ENUNCIADO DA TAREFA →
Recolha dos registros abaixo todas as linhas em que aparece a palavra "chair".

DADOS REGISTRADOS →
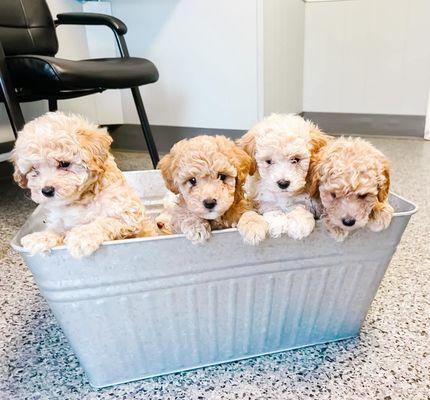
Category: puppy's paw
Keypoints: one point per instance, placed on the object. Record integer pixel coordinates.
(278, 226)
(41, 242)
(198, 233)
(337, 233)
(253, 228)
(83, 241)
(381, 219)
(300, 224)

--

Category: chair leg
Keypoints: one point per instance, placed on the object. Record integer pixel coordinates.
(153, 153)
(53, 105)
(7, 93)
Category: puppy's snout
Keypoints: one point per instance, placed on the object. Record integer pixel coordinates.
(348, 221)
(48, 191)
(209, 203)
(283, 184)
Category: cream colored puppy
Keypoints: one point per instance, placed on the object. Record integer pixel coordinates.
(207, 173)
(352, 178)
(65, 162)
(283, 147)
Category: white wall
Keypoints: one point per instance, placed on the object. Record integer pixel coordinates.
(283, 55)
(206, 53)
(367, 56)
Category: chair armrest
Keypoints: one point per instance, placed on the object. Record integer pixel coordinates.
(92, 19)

--

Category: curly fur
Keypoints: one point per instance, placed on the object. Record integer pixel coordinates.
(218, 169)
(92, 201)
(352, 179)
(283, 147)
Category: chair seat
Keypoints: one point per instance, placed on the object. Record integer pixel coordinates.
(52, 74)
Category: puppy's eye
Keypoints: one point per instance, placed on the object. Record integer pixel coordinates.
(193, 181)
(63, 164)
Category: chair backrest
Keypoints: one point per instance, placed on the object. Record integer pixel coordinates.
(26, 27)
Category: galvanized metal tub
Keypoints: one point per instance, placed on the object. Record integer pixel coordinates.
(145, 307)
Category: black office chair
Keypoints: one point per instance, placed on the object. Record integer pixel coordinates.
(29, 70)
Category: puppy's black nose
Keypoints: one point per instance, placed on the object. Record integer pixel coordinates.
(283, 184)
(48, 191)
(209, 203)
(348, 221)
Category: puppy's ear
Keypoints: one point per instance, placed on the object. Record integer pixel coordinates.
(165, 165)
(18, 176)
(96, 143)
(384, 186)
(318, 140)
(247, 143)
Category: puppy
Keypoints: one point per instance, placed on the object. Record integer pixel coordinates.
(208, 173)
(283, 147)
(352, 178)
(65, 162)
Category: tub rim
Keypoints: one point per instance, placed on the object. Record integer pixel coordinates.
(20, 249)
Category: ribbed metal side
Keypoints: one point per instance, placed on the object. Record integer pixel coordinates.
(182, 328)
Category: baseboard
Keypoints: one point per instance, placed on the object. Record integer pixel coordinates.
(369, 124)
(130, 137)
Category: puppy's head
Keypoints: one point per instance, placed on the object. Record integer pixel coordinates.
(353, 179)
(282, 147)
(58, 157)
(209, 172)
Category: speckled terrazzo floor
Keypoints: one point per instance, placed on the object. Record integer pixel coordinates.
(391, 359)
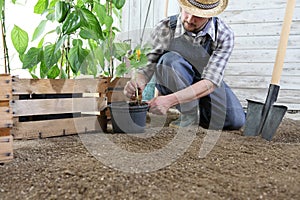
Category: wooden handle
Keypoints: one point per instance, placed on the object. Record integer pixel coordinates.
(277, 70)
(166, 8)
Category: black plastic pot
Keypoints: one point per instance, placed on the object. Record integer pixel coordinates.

RESPOSTA DO EXERCÍCIO →
Category: chair leg
Category: chair armrest
Category: chair seat
Category: chair backrest
Category: black office chair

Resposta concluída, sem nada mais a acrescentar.